* _Passage shown_
The larger story that envelops the love affair is, of course, the story of Ukraine itself, so unexpectedly liberated with the collapse of the Soviet Union in 1991, coming to grips with its suppressed history, martyrology, searching for its identity together with the heroine. The conceit is a series of lectures in which the heroine explains herself and her country to a North American audience. The task is not easy: Zabuzhko’s sentences go on for a page or more at a time; she demands both trust and sustained effort, and it is up to each reader how far they are willing to travel along this road. Translation is not merely a matter of words: it opens windows into an entirely unfamiliar way of contemplating the world. (When you see a sports match where you don’t know the players: is your instinct to cheer for the winners or the losers? Does supporting the losers strike you as absurd?)

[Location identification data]
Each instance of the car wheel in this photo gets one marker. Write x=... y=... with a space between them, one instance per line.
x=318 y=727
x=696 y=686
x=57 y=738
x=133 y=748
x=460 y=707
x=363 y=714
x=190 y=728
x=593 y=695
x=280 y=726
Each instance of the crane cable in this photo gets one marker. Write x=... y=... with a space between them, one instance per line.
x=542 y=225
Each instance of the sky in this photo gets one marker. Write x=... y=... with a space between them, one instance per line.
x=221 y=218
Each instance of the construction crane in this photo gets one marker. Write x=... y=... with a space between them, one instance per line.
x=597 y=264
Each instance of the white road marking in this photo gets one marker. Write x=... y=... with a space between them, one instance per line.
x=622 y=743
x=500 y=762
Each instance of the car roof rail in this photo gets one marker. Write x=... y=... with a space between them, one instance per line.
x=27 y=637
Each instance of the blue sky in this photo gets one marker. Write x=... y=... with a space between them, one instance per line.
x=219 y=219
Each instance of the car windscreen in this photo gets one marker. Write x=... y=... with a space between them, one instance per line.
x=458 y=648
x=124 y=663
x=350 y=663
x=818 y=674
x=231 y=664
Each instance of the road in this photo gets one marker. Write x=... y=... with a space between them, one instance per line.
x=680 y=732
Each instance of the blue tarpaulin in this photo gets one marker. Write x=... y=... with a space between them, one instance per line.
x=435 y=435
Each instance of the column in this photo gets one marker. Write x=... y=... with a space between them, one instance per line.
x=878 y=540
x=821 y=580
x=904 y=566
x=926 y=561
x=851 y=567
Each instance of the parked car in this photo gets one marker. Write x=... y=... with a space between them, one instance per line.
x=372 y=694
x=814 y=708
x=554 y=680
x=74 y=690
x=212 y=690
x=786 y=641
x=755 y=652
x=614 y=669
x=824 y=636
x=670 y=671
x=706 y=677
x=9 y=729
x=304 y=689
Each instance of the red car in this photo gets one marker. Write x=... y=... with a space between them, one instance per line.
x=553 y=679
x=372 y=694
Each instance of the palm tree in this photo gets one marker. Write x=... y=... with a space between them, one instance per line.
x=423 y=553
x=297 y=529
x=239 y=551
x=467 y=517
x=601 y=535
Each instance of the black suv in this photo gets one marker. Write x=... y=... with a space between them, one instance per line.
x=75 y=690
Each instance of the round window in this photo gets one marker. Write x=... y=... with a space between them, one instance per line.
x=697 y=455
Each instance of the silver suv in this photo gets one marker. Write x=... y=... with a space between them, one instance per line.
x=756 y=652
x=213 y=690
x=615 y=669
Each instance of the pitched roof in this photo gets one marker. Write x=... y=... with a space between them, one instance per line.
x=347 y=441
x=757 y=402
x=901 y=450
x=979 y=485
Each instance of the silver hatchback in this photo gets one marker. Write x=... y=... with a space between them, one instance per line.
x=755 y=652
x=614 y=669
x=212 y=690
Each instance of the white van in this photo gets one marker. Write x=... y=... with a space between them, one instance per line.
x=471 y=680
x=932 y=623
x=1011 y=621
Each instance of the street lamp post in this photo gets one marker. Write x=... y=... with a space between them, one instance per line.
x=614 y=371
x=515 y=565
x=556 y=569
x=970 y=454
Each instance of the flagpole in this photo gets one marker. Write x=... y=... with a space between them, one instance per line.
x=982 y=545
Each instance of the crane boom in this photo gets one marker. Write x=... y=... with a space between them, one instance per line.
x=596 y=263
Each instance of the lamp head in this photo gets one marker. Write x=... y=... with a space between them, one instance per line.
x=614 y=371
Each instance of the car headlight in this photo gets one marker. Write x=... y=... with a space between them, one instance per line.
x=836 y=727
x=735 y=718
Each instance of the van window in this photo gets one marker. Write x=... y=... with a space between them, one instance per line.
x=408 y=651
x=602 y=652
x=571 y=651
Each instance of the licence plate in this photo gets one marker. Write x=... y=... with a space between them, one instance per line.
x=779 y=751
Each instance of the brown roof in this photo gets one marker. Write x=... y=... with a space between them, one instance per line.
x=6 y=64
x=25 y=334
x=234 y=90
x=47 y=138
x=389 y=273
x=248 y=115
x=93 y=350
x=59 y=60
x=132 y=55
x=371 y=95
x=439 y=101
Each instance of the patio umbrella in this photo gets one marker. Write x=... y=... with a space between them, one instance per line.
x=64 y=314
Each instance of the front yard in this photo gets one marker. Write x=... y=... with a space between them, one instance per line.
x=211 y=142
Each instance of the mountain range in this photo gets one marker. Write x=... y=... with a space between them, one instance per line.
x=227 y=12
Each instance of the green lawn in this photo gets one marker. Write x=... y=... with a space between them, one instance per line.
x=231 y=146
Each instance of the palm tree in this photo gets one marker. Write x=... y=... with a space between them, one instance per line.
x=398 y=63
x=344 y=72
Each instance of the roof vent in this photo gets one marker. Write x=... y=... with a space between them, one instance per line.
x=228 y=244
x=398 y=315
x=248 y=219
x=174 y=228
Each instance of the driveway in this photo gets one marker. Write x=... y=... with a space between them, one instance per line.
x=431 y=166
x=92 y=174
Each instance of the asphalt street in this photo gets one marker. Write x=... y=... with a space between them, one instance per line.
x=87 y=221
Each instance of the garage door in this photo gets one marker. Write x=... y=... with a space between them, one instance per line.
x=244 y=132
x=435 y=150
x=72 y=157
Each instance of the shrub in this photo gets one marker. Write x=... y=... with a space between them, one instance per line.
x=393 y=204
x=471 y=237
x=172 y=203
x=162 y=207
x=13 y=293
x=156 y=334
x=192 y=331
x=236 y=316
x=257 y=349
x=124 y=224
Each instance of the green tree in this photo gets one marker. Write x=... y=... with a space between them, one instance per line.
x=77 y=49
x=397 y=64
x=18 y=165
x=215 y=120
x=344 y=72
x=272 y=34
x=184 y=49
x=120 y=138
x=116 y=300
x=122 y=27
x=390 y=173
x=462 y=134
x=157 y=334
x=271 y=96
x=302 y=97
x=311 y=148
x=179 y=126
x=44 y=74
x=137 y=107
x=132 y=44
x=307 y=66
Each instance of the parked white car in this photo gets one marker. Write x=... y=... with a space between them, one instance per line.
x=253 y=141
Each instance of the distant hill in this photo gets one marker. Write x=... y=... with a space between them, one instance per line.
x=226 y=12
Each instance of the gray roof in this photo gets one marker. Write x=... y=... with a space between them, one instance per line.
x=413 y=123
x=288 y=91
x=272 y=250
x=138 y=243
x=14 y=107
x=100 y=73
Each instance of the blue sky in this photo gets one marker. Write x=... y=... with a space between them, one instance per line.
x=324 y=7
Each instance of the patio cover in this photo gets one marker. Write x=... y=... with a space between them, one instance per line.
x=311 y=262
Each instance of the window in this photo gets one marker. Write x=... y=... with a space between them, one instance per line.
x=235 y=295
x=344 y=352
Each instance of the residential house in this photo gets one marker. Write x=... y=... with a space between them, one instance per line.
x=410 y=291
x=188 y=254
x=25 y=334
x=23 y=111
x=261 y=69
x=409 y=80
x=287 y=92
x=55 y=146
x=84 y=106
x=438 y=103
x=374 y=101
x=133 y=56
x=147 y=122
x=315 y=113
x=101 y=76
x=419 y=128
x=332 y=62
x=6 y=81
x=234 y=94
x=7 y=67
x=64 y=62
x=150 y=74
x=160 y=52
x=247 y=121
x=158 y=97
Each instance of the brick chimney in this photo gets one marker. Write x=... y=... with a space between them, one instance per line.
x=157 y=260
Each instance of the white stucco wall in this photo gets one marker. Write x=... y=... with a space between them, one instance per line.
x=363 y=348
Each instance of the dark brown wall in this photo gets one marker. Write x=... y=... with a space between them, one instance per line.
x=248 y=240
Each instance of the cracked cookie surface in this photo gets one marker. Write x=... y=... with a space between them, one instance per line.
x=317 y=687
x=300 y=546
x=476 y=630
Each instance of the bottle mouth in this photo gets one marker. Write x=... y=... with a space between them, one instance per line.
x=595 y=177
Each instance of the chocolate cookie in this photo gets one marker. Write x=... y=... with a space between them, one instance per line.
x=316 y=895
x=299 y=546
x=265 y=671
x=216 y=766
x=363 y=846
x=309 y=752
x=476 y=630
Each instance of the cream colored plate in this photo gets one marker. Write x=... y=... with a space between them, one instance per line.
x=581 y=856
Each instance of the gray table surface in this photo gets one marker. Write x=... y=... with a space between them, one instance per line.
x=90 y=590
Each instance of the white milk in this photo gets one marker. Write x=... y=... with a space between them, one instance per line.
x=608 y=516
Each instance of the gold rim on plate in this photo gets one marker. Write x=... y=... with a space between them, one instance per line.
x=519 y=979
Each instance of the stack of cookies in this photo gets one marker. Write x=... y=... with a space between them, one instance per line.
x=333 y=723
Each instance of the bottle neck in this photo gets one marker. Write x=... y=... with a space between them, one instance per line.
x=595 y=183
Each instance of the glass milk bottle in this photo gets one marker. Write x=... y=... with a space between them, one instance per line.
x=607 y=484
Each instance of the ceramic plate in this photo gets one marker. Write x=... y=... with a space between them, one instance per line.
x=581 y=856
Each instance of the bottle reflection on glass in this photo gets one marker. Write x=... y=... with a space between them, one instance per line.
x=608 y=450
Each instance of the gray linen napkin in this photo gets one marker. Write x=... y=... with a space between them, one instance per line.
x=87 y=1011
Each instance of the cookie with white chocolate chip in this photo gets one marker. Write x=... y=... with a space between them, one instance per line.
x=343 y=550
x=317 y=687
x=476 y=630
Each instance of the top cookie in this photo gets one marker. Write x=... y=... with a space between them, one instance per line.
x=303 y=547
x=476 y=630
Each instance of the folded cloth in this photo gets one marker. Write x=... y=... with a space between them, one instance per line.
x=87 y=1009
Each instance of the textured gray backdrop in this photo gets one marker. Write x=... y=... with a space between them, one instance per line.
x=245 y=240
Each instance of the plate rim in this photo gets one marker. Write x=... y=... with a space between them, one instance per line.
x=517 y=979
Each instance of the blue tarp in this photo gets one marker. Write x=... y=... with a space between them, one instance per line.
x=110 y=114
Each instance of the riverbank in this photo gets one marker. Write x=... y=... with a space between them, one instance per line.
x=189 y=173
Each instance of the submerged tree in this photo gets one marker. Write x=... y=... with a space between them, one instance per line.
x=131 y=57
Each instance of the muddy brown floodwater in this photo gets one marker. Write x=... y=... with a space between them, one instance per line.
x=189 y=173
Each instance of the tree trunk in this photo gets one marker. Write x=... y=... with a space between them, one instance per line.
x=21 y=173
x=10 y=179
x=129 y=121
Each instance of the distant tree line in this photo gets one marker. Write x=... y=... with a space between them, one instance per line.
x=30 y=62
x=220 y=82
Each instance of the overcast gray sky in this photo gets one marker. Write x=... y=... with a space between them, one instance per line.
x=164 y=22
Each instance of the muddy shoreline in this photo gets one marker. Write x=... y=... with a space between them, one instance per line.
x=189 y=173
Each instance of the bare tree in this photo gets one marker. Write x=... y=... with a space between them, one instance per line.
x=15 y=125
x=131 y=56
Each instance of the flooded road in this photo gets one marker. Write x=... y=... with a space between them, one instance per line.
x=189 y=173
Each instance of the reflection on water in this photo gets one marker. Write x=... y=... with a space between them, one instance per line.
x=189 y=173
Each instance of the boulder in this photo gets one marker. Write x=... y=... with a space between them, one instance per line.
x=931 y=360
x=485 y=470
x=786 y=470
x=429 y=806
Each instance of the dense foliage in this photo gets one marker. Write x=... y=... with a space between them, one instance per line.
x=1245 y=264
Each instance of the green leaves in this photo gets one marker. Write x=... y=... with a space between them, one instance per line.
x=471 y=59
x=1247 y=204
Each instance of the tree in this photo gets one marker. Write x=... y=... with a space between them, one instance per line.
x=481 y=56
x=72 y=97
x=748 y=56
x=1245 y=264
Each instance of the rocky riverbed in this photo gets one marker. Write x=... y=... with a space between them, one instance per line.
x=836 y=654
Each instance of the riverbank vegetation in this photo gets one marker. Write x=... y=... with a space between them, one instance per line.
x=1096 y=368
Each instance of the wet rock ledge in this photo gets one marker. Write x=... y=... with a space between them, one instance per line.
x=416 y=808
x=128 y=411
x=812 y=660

* _Work to be completed_
In the passage on Zabuzhko, what is the conceit?

* _The result_
A series of lectures in which the heroine explains herself and her country to a North American audience.